■ **What is expected**
In the source text, what does the reproof of a good man resemble?

[START Source text]

ETERNITY.-We cannot think of Eternity seriously without being solemn. There is a solemnity in the word. There is something about eternity which concerns us all. We are all bound to eternity', and how fast are we hastening to it. How soon will our fate be sealed for ever. Every day we live leaves one day less that we have to live. How important it is that we prepare for it in season, while we have time, before it be eternally too late. Oh what a thought! to be cast off for ever, to be banished from the presence of God and the holy angels, and how short a time we have to prepare for a never-ending eternity. How engaged we ought to live in this short life. How it becomes us as followers of Christ to set good examples before the world, that they may know that we have been with Christ, and are by faith in him prepared for Eternity.


HOLINESS IN CHRISTIANS.-I am every day more impressed with the conviction that holiness in christians will do more for religion than any thing else. We look around and expect to see converts multiplied, but our own hearts must first be purified and our deportment be as become:h the gospel of Christ.

REPROOF.-The reproof of a good man resembles fuller's earth; it not only removes the spots from our character, but it rubs off when it is dry.

A TENDER CONSCIENCE.--Some think that a tender conscience is a weak one, but it is a sign of their weakness who think so.

THE TRUTH.-Keep the truth, and the truth will keep thee.

Facts and Hints.

[END Source text]
[START Information supplied]

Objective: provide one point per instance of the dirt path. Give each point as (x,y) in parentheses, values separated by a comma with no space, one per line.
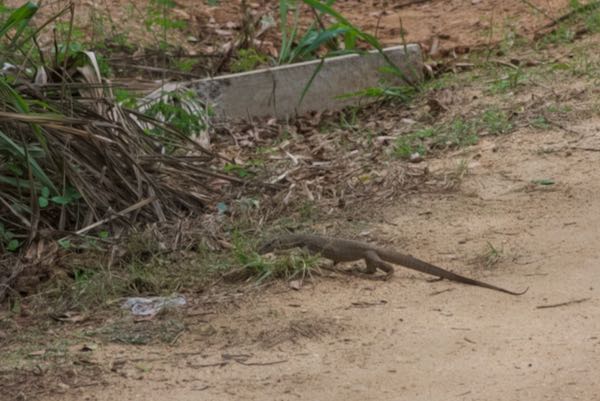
(409,339)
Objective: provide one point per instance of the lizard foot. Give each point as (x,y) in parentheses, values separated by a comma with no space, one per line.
(364,273)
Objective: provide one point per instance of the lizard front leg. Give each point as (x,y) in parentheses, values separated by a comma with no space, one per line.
(374,262)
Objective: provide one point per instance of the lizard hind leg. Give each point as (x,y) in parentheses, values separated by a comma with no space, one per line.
(374,262)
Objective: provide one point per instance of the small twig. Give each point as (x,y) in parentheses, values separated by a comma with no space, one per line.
(440,292)
(553,22)
(576,301)
(260,363)
(564,17)
(122,213)
(208,365)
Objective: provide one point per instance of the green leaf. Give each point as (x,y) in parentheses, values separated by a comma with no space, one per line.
(64,243)
(61,200)
(13,245)
(19,17)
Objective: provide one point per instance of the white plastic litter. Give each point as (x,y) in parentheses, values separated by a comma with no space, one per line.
(150,306)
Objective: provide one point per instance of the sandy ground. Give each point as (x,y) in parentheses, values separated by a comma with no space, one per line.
(410,339)
(452,23)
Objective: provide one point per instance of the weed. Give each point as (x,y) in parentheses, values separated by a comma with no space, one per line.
(496,121)
(414,142)
(492,255)
(262,268)
(510,81)
(180,110)
(158,16)
(539,122)
(247,60)
(460,133)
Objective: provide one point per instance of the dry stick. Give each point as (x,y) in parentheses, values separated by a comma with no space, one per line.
(541,11)
(122,213)
(576,301)
(410,3)
(556,21)
(5,284)
(260,363)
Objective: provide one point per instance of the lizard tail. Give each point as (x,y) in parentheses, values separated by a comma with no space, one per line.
(424,267)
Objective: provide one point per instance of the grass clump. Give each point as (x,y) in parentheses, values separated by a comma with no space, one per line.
(458,133)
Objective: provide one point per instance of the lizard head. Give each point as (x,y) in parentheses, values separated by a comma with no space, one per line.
(278,242)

[END Information supplied]

■ **Task response**
Fuller's earth.